━━ DATASET ENTRIES
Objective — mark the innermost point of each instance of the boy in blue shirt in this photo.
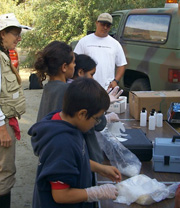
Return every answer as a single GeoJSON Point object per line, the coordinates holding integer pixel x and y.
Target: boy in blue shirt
{"type": "Point", "coordinates": [64, 170]}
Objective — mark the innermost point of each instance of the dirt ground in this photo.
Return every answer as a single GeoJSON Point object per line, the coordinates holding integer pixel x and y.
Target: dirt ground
{"type": "Point", "coordinates": [26, 162]}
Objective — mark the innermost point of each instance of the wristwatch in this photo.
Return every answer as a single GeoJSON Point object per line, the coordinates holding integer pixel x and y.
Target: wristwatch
{"type": "Point", "coordinates": [116, 81]}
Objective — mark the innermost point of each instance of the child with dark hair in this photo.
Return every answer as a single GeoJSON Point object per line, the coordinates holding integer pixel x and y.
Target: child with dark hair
{"type": "Point", "coordinates": [57, 61]}
{"type": "Point", "coordinates": [85, 66]}
{"type": "Point", "coordinates": [64, 170]}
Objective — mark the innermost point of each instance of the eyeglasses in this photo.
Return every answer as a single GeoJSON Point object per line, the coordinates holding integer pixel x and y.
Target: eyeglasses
{"type": "Point", "coordinates": [17, 35]}
{"type": "Point", "coordinates": [98, 120]}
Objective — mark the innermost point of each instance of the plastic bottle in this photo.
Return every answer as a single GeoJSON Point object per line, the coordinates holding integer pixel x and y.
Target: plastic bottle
{"type": "Point", "coordinates": [159, 119]}
{"type": "Point", "coordinates": [154, 112]}
{"type": "Point", "coordinates": [143, 117]}
{"type": "Point", "coordinates": [152, 121]}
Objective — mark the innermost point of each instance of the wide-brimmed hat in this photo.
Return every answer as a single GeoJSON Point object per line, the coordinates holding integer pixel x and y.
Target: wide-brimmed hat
{"type": "Point", "coordinates": [105, 17]}
{"type": "Point", "coordinates": [8, 20]}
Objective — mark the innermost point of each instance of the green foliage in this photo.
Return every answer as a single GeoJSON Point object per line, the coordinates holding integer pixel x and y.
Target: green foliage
{"type": "Point", "coordinates": [65, 20]}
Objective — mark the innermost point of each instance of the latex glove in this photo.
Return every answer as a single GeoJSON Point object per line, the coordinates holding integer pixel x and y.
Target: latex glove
{"type": "Point", "coordinates": [177, 198]}
{"type": "Point", "coordinates": [112, 117]}
{"type": "Point", "coordinates": [114, 94]}
{"type": "Point", "coordinates": [106, 191]}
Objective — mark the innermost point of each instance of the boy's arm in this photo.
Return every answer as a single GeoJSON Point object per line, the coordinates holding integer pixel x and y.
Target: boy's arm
{"type": "Point", "coordinates": [108, 171]}
{"type": "Point", "coordinates": [91, 194]}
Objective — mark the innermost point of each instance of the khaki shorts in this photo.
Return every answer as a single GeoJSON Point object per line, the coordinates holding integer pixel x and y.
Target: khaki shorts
{"type": "Point", "coordinates": [7, 164]}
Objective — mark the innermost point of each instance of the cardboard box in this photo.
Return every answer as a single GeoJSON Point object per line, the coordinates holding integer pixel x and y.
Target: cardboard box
{"type": "Point", "coordinates": [118, 107]}
{"type": "Point", "coordinates": [174, 113]}
{"type": "Point", "coordinates": [166, 155]}
{"type": "Point", "coordinates": [158, 100]}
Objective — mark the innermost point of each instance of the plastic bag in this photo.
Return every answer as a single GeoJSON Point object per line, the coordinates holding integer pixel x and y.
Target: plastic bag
{"type": "Point", "coordinates": [143, 190]}
{"type": "Point", "coordinates": [119, 156]}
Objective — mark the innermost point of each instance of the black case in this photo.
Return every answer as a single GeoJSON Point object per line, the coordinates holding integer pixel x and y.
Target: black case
{"type": "Point", "coordinates": [139, 144]}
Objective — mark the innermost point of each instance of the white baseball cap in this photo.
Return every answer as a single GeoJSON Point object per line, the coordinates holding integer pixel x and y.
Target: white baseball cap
{"type": "Point", "coordinates": [105, 17]}
{"type": "Point", "coordinates": [8, 20]}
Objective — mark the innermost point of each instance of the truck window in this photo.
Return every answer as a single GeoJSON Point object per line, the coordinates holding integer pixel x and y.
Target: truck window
{"type": "Point", "coordinates": [147, 27]}
{"type": "Point", "coordinates": [115, 25]}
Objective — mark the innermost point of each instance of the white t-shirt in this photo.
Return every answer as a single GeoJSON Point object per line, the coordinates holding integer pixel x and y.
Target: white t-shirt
{"type": "Point", "coordinates": [106, 52]}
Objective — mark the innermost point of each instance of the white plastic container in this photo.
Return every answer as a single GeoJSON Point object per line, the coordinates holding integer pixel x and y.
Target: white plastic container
{"type": "Point", "coordinates": [143, 117]}
{"type": "Point", "coordinates": [159, 119]}
{"type": "Point", "coordinates": [152, 121]}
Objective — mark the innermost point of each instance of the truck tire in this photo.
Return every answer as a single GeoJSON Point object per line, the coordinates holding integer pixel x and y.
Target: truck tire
{"type": "Point", "coordinates": [140, 85]}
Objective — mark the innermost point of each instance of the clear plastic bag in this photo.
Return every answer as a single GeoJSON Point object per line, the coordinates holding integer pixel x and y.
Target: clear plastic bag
{"type": "Point", "coordinates": [143, 190]}
{"type": "Point", "coordinates": [119, 156]}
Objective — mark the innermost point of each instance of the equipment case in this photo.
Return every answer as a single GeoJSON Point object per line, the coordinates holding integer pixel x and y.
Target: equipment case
{"type": "Point", "coordinates": [166, 154]}
{"type": "Point", "coordinates": [139, 144]}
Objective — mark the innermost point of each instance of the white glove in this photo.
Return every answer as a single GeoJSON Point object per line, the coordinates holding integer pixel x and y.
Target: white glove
{"type": "Point", "coordinates": [112, 117]}
{"type": "Point", "coordinates": [114, 94]}
{"type": "Point", "coordinates": [106, 191]}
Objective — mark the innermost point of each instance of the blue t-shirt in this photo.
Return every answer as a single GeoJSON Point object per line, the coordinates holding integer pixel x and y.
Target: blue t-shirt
{"type": "Point", "coordinates": [63, 156]}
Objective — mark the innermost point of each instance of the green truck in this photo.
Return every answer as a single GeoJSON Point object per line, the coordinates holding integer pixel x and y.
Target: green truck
{"type": "Point", "coordinates": [151, 42]}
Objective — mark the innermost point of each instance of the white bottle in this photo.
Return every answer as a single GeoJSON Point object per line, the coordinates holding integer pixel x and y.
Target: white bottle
{"type": "Point", "coordinates": [159, 119]}
{"type": "Point", "coordinates": [143, 117]}
{"type": "Point", "coordinates": [152, 121]}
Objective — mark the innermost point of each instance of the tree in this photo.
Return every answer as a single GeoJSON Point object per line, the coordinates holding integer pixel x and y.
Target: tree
{"type": "Point", "coordinates": [69, 20]}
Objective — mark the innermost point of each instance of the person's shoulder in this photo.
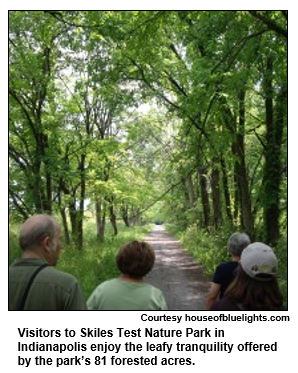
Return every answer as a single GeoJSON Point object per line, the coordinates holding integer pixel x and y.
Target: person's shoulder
{"type": "Point", "coordinates": [225, 304]}
{"type": "Point", "coordinates": [58, 275]}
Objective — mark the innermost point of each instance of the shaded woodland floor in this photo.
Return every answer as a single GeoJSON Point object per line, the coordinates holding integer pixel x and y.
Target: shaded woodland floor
{"type": "Point", "coordinates": [181, 279]}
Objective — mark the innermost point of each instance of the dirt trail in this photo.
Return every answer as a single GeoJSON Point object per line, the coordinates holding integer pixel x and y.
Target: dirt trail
{"type": "Point", "coordinates": [175, 273]}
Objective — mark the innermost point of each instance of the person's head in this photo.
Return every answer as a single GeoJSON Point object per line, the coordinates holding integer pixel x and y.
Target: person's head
{"type": "Point", "coordinates": [256, 285]}
{"type": "Point", "coordinates": [40, 235]}
{"type": "Point", "coordinates": [237, 242]}
{"type": "Point", "coordinates": [135, 259]}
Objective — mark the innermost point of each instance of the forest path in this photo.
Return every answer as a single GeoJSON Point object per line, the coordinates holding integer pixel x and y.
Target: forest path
{"type": "Point", "coordinates": [181, 279]}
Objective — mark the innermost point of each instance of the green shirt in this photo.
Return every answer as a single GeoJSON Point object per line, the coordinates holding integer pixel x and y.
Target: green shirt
{"type": "Point", "coordinates": [117, 294]}
{"type": "Point", "coordinates": [51, 289]}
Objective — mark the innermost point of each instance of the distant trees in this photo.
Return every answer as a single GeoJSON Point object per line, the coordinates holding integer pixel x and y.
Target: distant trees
{"type": "Point", "coordinates": [214, 148]}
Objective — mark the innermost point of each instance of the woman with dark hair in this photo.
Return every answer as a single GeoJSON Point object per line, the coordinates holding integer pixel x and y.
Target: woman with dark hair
{"type": "Point", "coordinates": [129, 291]}
{"type": "Point", "coordinates": [225, 272]}
{"type": "Point", "coordinates": [255, 286]}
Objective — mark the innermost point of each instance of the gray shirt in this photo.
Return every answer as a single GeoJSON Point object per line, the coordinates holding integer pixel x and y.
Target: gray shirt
{"type": "Point", "coordinates": [51, 289]}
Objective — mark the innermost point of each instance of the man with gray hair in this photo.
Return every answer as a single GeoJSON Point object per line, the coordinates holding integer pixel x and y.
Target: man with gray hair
{"type": "Point", "coordinates": [225, 272]}
{"type": "Point", "coordinates": [34, 283]}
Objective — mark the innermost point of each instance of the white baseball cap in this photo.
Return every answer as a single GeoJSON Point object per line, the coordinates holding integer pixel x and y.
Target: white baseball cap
{"type": "Point", "coordinates": [259, 261]}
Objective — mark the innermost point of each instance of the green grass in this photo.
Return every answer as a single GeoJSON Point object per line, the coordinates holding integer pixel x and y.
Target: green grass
{"type": "Point", "coordinates": [210, 249]}
{"type": "Point", "coordinates": [96, 262]}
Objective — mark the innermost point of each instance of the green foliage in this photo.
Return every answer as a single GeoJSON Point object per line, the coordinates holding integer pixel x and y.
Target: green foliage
{"type": "Point", "coordinates": [96, 262]}
{"type": "Point", "coordinates": [209, 249]}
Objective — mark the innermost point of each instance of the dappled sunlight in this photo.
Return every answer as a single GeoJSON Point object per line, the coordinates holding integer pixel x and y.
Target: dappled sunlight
{"type": "Point", "coordinates": [175, 272]}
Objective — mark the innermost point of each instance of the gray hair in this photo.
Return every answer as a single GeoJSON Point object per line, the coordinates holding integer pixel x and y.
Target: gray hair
{"type": "Point", "coordinates": [237, 242]}
{"type": "Point", "coordinates": [35, 229]}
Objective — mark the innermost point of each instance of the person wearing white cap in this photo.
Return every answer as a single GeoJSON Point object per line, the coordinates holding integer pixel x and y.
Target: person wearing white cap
{"type": "Point", "coordinates": [255, 286]}
{"type": "Point", "coordinates": [225, 272]}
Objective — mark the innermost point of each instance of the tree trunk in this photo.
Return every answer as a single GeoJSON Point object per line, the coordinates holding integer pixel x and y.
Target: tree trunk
{"type": "Point", "coordinates": [272, 168]}
{"type": "Point", "coordinates": [204, 196]}
{"type": "Point", "coordinates": [124, 214]}
{"type": "Point", "coordinates": [113, 219]}
{"type": "Point", "coordinates": [217, 214]}
{"type": "Point", "coordinates": [226, 189]}
{"type": "Point", "coordinates": [100, 220]}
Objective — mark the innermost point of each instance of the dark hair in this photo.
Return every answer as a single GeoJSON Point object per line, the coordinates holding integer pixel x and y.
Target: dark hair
{"type": "Point", "coordinates": [254, 295]}
{"type": "Point", "coordinates": [34, 229]}
{"type": "Point", "coordinates": [135, 259]}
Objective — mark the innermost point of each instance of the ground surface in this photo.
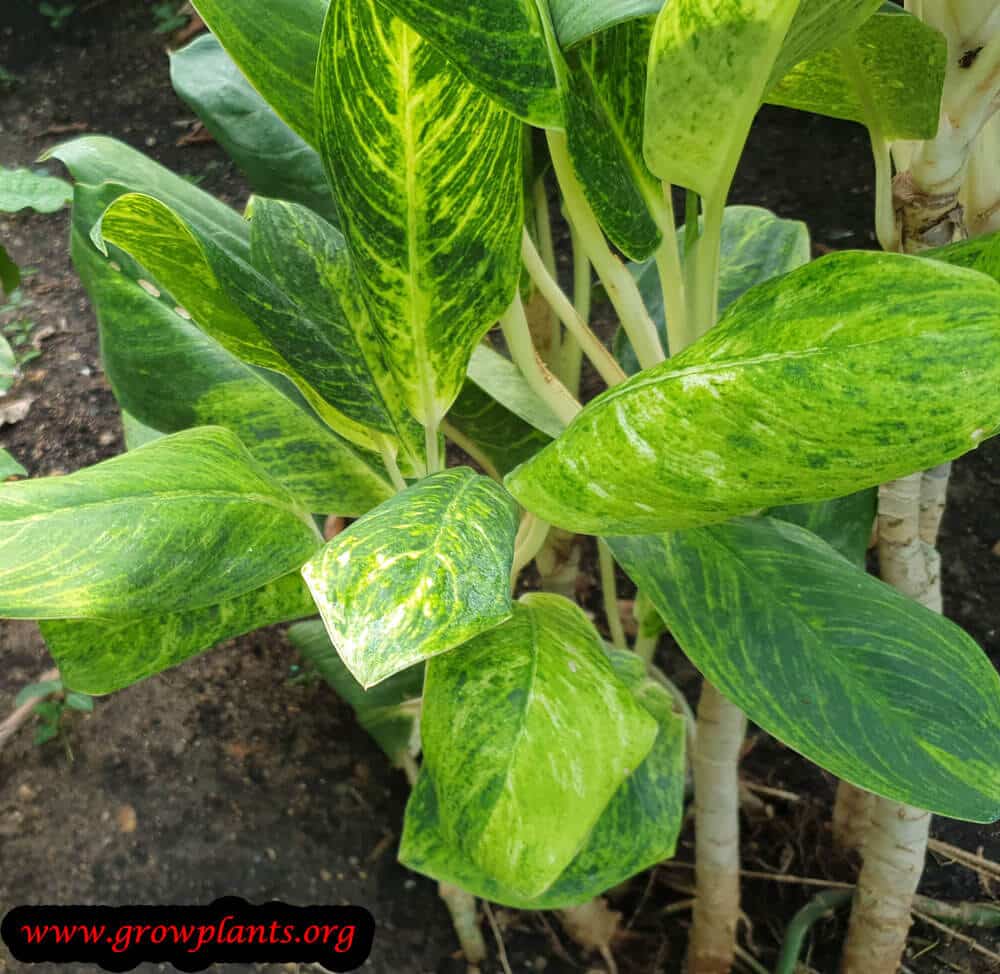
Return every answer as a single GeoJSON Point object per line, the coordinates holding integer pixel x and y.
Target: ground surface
{"type": "Point", "coordinates": [223, 776]}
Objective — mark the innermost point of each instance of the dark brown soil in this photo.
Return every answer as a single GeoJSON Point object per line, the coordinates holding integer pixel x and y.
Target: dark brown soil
{"type": "Point", "coordinates": [223, 776]}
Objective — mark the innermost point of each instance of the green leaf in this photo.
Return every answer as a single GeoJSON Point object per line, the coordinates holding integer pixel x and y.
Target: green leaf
{"type": "Point", "coordinates": [528, 734]}
{"type": "Point", "coordinates": [501, 379]}
{"type": "Point", "coordinates": [8, 365]}
{"type": "Point", "coordinates": [276, 160]}
{"type": "Point", "coordinates": [882, 692]}
{"type": "Point", "coordinates": [755, 246]}
{"type": "Point", "coordinates": [10, 275]}
{"type": "Point", "coordinates": [504, 47]}
{"type": "Point", "coordinates": [387, 712]}
{"type": "Point", "coordinates": [182, 523]}
{"type": "Point", "coordinates": [139, 434]}
{"type": "Point", "coordinates": [171, 376]}
{"type": "Point", "coordinates": [23, 189]}
{"type": "Point", "coordinates": [637, 829]}
{"type": "Point", "coordinates": [887, 75]}
{"type": "Point", "coordinates": [229, 300]}
{"type": "Point", "coordinates": [710, 67]}
{"type": "Point", "coordinates": [9, 467]}
{"type": "Point", "coordinates": [604, 135]}
{"type": "Point", "coordinates": [576, 20]}
{"type": "Point", "coordinates": [845, 523]}
{"type": "Point", "coordinates": [80, 701]}
{"type": "Point", "coordinates": [100, 656]}
{"type": "Point", "coordinates": [274, 43]}
{"type": "Point", "coordinates": [427, 174]}
{"type": "Point", "coordinates": [812, 386]}
{"type": "Point", "coordinates": [419, 575]}
{"type": "Point", "coordinates": [499, 437]}
{"type": "Point", "coordinates": [95, 159]}
{"type": "Point", "coordinates": [322, 326]}
{"type": "Point", "coordinates": [36, 691]}
{"type": "Point", "coordinates": [979, 254]}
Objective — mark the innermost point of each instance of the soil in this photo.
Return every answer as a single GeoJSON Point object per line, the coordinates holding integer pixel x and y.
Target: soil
{"type": "Point", "coordinates": [225, 775]}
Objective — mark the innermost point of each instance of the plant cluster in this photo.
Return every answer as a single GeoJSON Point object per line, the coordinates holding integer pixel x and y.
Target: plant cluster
{"type": "Point", "coordinates": [312, 355]}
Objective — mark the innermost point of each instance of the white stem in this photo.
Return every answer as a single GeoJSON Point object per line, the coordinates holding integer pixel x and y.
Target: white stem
━━━━
All lines in the listing above between the line with "floor in this photo." and the line with "trees in this photo.", inclusive, should be set down exactly, and no line outside that range.

**FINAL ANSWER**
Objective — mark the innermost point of each instance of the shaded woodland floor in this photo.
Return every answer as a single GeoJSON Point object per line, the coordinates holding integer pixel x and y.
Target: shaded woodland floor
{"type": "Point", "coordinates": [181, 279]}
Objective — mark the innermost point of each instance of the dirt trail in this photo.
Return every answer as a single GeoJSON Point object per line, the coordinates holding integer pixel x and y.
Target: dirt trail
{"type": "Point", "coordinates": [175, 273]}
Objective — mark the innermost point of each instance of the person's head in this photo.
Return every answer as a single GeoJSON Point object per line, the coordinates holding integer pixel x and y.
Target: person's head
{"type": "Point", "coordinates": [256, 285]}
{"type": "Point", "coordinates": [40, 235]}
{"type": "Point", "coordinates": [237, 242]}
{"type": "Point", "coordinates": [135, 259]}
Objective — mark the innermost point of each instance of the forest path in this photo.
Return every answer as a single GeoJSON Point object per line, the coordinates holding integer pixel x and y.
Target: forest path
{"type": "Point", "coordinates": [181, 279]}
Objective — mark the innermost point of each instance of the green shirt in this photo.
Return every answer as a single GeoJSON Point object per line, the coordinates holding integer pixel x and y.
Target: green shirt
{"type": "Point", "coordinates": [117, 294]}
{"type": "Point", "coordinates": [51, 289]}
Objective — mark the innermost point of each instance of the distant trees in this photo.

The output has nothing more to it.